* **Requirement**
Below are the records; restate word for word the lines from the first through the one containing "Can you find the rooftop", and only those.

● ● ●

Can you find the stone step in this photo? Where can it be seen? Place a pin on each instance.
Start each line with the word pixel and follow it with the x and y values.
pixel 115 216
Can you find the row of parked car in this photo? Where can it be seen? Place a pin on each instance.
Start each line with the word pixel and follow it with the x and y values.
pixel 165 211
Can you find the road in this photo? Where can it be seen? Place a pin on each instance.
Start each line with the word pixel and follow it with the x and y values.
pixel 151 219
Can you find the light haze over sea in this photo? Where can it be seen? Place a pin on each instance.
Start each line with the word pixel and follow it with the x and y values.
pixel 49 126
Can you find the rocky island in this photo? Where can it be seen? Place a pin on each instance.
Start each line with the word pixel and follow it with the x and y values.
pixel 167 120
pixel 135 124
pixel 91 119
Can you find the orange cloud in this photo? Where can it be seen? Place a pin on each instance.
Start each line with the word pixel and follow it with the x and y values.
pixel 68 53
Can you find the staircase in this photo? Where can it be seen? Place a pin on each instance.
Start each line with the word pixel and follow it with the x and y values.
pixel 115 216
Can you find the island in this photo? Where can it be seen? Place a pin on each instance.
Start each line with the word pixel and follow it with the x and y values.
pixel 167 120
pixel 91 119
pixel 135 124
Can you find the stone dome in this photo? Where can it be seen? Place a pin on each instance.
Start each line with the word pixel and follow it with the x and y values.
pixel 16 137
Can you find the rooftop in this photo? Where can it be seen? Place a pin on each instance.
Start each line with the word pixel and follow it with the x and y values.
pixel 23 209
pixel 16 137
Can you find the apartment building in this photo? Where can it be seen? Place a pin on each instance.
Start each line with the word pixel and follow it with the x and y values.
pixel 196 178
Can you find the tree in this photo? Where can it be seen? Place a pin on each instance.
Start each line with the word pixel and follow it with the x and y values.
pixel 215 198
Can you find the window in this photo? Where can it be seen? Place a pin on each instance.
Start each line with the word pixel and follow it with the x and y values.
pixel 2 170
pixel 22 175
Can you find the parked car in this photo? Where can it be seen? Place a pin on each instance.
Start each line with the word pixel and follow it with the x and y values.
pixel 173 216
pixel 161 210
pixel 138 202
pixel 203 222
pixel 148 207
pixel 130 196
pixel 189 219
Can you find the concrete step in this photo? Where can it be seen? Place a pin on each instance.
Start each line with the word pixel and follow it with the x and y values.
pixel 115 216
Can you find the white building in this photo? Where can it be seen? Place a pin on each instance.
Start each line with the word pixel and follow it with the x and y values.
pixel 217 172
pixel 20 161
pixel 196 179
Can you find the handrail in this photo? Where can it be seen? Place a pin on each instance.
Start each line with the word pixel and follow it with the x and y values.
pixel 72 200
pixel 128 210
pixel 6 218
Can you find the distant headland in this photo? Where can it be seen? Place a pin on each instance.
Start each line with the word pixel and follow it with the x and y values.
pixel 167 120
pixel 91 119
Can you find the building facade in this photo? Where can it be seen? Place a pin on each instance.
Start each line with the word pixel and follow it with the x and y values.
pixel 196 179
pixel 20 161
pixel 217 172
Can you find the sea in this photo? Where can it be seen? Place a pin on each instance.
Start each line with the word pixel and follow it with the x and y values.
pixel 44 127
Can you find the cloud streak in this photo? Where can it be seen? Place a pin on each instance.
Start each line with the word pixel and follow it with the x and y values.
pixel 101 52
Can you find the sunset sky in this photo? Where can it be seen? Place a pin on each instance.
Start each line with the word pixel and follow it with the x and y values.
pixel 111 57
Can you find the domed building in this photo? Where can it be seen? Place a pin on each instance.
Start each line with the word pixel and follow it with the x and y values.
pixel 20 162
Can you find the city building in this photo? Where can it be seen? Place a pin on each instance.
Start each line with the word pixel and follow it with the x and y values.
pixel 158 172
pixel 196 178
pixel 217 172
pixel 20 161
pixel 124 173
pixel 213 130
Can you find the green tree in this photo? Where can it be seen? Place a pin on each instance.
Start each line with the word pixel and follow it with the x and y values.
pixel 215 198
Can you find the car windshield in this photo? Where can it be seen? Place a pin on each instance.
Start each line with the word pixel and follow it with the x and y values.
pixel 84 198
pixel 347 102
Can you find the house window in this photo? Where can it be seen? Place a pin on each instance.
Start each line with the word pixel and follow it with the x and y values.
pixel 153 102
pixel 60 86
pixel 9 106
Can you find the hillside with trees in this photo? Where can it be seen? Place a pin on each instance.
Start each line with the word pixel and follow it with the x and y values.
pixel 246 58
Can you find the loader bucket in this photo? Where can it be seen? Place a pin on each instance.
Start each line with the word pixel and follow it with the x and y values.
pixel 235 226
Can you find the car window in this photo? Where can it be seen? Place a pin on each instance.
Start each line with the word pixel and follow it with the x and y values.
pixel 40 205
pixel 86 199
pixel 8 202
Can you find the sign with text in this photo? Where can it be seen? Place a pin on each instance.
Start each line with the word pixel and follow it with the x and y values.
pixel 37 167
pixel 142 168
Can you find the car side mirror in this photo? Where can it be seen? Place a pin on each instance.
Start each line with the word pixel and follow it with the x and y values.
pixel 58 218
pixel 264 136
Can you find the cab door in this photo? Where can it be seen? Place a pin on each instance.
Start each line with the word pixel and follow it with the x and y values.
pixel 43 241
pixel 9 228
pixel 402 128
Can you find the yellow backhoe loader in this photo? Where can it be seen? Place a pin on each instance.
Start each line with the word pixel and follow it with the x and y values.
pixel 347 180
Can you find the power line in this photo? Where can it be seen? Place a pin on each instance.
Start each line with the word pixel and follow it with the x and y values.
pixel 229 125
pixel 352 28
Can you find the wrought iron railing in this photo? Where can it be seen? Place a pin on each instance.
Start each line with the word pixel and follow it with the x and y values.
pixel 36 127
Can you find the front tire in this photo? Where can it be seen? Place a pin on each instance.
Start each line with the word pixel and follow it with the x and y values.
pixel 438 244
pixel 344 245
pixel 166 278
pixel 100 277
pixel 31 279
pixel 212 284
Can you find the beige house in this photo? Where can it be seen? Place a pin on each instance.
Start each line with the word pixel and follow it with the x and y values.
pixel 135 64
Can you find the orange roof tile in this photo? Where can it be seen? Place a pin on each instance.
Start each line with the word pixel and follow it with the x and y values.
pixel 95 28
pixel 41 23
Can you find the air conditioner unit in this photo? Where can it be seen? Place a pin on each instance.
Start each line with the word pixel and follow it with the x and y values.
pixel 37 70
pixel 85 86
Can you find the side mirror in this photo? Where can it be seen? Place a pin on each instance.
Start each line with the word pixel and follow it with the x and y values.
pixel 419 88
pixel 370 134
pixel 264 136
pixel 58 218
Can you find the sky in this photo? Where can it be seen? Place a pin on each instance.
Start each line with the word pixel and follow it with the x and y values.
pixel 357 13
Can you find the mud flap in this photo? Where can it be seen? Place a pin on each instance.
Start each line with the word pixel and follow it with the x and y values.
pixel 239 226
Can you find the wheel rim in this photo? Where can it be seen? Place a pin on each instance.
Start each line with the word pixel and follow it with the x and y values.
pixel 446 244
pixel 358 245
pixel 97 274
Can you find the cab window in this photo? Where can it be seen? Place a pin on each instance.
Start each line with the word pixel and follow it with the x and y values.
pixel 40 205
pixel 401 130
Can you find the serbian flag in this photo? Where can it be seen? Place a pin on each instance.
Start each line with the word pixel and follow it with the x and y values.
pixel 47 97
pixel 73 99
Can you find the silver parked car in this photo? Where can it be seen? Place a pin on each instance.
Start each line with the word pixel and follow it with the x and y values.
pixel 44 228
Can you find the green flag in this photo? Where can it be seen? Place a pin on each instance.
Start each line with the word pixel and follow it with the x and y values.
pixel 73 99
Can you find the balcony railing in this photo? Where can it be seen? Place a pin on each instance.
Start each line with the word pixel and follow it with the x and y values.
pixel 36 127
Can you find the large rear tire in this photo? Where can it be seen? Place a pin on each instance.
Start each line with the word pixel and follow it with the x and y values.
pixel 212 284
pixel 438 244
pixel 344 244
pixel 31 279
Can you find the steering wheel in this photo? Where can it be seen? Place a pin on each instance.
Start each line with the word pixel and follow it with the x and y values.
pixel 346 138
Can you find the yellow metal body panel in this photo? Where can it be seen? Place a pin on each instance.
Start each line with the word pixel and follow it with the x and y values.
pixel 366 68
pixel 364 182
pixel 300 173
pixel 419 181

● ● ●

* **Response**
Can you find the stone step in this photo? Where can it be seen? Place a pin on each instance.
Start each line with the word pixel and follow it with the x and y values.
pixel 115 216
Can you find the row of parked car in this photo? Where can it be seen? Place a pin on each instance.
Start each line with the word pixel and follow it with the x and y values.
pixel 165 211
Can you find the road in this photo? Where can it be seen? Place a pin on each instance.
Start each line with the word pixel and follow it with the x and y values.
pixel 151 219
Can you find the light haze over sea in this photo? Where can it be seen? Place a pin on each instance.
Start each line with the word pixel and follow it with the x and y values.
pixel 49 126
Can you find the rocky island in this photo? Where can it be seen? Place a pin on each instance.
Start each line with the word pixel and follow it with the x and y values.
pixel 167 120
pixel 135 124
pixel 91 119
Can you find the orange cloud in this photo? Where can it be seen? Place a pin on each instance.
Start each line with the word pixel and follow it with the x and y values.
pixel 68 53
Can you find the staircase in this photo? Where can it be seen? Place a pin on each instance.
Start each line with the word pixel and follow it with the x and y values.
pixel 115 216
Can you find the island in this photo? Where can it be seen? Place a pin on each instance.
Start each line with the word pixel and follow it with the x and y values.
pixel 167 120
pixel 91 119
pixel 135 124
Can you find the stone dome in this photo? Where can it be seen? Place a pin on each instance.
Start each line with the word pixel and follow it with the x and y values.
pixel 16 137
Can you find the rooftop in this photo? Where can it be seen? Place a pin on each instance.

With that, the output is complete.